» **Exercise details**
Reproduce the records from the first line through the line containing "column 351, row 458", substituting "sloped roof" for "flat roof" and leaving everything else unchanged.

## START

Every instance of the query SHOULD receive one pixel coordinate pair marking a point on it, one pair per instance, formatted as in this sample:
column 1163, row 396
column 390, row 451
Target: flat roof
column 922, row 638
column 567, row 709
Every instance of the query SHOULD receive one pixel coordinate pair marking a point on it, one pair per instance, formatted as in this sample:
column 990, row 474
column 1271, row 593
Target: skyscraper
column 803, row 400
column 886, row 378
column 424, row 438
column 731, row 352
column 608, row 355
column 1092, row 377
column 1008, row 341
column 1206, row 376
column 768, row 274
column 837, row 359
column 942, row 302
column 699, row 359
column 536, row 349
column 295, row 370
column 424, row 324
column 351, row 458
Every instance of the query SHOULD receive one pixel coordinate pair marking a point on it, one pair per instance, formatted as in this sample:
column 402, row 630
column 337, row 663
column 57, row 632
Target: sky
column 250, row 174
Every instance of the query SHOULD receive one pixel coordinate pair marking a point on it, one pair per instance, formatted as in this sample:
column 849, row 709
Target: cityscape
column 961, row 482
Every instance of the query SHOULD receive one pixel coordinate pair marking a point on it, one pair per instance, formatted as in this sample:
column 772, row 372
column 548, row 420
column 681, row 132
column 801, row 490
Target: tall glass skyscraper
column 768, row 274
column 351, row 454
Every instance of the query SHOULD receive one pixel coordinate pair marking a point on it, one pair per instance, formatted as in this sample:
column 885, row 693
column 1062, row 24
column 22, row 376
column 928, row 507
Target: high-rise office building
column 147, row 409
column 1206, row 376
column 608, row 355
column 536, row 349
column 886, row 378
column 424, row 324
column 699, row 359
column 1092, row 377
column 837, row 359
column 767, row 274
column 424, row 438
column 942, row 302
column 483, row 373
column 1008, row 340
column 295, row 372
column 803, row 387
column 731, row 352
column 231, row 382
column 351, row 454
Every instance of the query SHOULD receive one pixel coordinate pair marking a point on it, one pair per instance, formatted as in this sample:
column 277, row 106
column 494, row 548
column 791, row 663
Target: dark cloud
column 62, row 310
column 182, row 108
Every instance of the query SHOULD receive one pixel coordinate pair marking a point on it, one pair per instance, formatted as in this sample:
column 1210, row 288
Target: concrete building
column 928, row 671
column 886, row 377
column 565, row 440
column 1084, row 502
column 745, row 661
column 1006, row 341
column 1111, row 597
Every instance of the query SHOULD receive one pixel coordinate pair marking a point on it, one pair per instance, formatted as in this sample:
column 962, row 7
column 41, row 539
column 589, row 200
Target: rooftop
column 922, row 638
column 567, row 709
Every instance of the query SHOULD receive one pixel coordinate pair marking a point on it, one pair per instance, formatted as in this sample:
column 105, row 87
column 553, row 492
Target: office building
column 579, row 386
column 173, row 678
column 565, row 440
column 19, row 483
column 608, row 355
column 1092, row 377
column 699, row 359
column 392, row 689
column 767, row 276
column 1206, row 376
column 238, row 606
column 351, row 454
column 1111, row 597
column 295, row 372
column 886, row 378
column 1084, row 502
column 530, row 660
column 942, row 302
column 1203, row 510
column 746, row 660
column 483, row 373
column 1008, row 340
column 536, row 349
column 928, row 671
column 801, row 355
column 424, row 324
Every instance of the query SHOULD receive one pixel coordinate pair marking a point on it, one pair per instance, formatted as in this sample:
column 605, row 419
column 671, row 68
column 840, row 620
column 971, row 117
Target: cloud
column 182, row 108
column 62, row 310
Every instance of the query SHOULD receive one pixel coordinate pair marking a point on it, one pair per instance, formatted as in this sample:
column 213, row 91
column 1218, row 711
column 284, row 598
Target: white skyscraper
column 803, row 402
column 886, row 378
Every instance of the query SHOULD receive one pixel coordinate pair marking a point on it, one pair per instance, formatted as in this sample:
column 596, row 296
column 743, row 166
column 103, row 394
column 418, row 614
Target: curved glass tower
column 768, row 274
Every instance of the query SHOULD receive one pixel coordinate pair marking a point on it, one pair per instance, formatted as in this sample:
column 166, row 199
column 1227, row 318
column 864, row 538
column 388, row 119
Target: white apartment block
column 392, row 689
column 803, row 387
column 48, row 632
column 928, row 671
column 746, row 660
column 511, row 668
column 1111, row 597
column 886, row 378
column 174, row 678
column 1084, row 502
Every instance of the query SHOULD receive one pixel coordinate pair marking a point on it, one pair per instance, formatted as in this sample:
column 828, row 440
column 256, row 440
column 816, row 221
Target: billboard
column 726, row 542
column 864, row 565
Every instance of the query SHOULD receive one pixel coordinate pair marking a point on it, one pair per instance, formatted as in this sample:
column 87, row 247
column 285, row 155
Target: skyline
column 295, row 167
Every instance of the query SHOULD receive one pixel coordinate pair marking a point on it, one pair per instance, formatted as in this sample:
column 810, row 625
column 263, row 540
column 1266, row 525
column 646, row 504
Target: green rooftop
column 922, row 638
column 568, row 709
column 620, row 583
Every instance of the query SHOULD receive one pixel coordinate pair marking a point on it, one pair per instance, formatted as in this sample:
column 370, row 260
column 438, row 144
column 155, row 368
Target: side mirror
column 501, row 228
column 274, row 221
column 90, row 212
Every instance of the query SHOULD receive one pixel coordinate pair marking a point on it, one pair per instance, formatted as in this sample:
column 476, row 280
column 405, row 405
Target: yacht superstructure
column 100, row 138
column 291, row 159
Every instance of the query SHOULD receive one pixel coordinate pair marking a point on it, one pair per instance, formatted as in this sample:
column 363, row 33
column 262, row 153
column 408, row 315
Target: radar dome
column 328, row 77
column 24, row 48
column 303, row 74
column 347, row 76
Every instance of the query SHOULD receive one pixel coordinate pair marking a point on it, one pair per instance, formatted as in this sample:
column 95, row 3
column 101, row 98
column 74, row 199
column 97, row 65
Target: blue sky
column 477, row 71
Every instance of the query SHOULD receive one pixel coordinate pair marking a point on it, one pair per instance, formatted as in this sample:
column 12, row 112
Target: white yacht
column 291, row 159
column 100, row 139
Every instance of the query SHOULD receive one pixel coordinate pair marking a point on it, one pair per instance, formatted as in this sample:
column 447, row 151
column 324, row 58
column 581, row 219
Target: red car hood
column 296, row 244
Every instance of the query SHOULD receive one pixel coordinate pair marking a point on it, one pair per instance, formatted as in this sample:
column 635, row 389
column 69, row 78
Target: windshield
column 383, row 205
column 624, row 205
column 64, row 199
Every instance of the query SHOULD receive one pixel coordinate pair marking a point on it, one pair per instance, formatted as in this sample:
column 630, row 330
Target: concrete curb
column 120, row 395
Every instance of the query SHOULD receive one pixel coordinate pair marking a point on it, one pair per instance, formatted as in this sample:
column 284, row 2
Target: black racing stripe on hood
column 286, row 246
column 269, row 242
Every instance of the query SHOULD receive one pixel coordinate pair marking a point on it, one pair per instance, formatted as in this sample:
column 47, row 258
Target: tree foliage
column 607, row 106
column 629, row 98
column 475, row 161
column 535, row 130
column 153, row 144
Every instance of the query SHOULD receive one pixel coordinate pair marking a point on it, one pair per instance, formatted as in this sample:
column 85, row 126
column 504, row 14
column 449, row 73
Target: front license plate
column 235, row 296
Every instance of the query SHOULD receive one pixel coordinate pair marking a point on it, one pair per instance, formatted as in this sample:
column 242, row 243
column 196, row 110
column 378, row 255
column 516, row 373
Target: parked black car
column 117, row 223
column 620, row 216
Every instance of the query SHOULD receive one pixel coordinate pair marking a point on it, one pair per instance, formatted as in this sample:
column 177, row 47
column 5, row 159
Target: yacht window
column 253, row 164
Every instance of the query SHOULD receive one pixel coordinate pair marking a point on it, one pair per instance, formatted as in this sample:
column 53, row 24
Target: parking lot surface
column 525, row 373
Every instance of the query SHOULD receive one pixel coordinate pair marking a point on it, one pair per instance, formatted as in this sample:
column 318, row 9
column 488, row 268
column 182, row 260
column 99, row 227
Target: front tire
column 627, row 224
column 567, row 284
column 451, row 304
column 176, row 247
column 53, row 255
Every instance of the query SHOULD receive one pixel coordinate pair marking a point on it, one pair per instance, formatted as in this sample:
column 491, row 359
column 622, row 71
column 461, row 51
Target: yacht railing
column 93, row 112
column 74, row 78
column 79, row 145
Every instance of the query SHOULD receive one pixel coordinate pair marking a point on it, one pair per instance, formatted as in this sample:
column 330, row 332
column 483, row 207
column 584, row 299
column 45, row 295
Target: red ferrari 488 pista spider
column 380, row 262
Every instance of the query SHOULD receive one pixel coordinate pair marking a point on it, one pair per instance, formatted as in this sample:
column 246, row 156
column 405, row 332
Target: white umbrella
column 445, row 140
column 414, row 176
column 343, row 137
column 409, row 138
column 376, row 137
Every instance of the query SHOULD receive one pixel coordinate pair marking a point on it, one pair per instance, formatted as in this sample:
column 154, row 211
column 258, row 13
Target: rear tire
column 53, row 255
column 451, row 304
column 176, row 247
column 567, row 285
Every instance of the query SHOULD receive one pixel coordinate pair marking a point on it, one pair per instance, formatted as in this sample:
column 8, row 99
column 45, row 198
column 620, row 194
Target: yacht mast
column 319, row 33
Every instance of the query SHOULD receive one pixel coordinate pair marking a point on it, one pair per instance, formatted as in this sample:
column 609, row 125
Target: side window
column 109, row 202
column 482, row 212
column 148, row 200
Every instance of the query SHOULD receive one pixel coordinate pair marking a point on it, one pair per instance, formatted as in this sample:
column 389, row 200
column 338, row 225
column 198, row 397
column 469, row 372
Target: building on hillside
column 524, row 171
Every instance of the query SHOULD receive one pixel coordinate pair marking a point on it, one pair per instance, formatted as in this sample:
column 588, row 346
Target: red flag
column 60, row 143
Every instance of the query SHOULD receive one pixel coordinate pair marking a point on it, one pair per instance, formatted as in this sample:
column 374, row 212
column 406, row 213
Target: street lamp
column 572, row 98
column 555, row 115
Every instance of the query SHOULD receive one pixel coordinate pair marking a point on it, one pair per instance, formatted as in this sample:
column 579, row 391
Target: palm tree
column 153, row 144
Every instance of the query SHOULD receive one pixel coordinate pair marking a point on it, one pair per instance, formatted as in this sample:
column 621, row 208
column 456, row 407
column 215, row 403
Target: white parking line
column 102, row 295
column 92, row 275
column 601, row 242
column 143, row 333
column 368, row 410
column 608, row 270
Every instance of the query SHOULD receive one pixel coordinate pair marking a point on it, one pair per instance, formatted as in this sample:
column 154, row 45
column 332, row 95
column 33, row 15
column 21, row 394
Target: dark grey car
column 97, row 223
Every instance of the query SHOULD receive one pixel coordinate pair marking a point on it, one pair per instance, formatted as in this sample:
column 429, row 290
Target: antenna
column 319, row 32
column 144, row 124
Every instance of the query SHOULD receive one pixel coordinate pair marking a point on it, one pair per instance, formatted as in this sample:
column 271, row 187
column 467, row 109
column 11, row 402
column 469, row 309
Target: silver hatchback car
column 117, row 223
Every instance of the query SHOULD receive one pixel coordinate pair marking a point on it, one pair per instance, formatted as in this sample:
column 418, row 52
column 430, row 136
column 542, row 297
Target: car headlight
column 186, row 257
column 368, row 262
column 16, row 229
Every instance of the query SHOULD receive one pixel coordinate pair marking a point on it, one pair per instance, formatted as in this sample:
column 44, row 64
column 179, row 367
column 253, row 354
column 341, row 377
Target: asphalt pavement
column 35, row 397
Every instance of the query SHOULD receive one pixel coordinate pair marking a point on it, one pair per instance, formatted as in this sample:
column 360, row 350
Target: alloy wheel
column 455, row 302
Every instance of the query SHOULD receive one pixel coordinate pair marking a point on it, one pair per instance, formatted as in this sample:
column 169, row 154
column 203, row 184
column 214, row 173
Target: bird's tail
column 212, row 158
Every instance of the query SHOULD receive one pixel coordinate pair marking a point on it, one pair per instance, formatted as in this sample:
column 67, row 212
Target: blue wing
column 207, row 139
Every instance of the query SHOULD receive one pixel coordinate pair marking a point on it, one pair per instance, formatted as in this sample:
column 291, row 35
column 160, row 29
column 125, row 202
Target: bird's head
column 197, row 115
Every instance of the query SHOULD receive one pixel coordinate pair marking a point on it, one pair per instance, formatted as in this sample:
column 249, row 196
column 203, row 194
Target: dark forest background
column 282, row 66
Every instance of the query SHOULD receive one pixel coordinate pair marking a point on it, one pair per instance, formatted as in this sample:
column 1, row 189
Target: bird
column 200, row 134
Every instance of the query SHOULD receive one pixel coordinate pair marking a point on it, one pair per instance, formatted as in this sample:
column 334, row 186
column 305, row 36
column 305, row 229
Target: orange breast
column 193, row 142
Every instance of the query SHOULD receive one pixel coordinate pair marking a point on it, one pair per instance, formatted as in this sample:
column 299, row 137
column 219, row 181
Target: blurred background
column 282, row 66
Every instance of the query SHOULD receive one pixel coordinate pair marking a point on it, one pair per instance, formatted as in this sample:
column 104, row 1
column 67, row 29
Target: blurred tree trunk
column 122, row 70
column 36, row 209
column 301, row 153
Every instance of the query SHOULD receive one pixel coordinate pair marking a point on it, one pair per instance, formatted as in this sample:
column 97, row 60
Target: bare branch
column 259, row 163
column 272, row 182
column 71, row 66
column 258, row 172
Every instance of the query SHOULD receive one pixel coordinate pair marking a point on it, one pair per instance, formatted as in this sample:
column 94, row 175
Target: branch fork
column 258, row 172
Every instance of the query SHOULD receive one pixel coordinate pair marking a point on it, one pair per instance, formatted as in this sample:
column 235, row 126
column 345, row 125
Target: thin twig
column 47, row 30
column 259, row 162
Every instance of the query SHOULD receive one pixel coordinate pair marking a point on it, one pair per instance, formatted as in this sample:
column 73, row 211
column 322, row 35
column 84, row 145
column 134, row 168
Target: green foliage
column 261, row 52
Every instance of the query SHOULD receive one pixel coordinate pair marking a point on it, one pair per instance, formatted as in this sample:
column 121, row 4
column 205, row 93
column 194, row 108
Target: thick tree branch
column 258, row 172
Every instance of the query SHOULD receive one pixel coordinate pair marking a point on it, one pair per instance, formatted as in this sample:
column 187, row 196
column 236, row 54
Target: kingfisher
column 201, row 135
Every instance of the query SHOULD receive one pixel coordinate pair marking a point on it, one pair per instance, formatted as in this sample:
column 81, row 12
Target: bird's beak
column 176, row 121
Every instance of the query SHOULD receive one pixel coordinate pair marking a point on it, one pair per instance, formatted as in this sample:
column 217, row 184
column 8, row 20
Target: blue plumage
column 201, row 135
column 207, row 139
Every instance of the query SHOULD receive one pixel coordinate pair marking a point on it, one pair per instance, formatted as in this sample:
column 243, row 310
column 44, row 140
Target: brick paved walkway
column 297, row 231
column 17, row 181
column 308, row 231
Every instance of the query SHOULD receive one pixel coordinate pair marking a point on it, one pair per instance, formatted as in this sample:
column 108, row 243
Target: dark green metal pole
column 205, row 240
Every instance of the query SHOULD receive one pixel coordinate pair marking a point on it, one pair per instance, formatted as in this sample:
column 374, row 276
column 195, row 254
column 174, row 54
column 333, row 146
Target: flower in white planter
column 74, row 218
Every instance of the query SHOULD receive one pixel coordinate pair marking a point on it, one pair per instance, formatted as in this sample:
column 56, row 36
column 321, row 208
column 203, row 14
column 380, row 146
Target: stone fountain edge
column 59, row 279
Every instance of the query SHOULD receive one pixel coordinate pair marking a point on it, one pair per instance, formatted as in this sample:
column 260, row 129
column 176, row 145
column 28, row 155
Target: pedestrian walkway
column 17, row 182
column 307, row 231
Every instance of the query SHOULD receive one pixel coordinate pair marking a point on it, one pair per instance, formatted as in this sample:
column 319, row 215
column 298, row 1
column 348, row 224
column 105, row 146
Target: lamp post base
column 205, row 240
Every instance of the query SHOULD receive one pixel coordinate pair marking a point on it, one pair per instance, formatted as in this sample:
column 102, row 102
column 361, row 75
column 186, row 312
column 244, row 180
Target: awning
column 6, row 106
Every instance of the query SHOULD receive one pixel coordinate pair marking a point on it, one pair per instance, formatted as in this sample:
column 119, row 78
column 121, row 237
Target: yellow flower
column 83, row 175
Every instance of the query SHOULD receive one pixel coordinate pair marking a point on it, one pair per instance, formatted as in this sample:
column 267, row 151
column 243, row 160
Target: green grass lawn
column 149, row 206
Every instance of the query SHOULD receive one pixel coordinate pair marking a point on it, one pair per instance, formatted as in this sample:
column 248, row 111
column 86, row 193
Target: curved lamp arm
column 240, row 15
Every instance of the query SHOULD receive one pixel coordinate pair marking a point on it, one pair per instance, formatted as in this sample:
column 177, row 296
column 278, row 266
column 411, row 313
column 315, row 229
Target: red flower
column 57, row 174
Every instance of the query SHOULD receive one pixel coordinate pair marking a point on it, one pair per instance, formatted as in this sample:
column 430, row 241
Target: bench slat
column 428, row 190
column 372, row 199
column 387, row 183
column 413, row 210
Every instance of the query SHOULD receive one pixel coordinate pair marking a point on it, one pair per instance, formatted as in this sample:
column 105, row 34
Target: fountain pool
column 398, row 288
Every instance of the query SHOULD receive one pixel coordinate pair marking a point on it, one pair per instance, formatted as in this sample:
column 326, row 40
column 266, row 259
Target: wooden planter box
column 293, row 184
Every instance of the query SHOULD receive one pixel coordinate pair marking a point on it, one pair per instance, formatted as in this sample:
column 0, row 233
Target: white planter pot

## END

» **Reply**
Every instance of the query SHOULD receive one pixel coordinate pair marking a point on it, one pair per instance, formatted as in this sample:
column 1163, row 396
column 390, row 451
Target: sloped roof
column 922, row 638
column 567, row 709
Every instance of the query SHOULD receive one pixel coordinate pair marking a point on it, one pair per instance, formatted as in this sample:
column 990, row 474
column 1271, row 593
Target: skyscraper
column 803, row 400
column 886, row 378
column 424, row 438
column 731, row 352
column 608, row 355
column 1092, row 377
column 1008, row 341
column 1206, row 376
column 768, row 274
column 837, row 359
column 942, row 302
column 699, row 359
column 536, row 349
column 295, row 370
column 424, row 324
column 351, row 458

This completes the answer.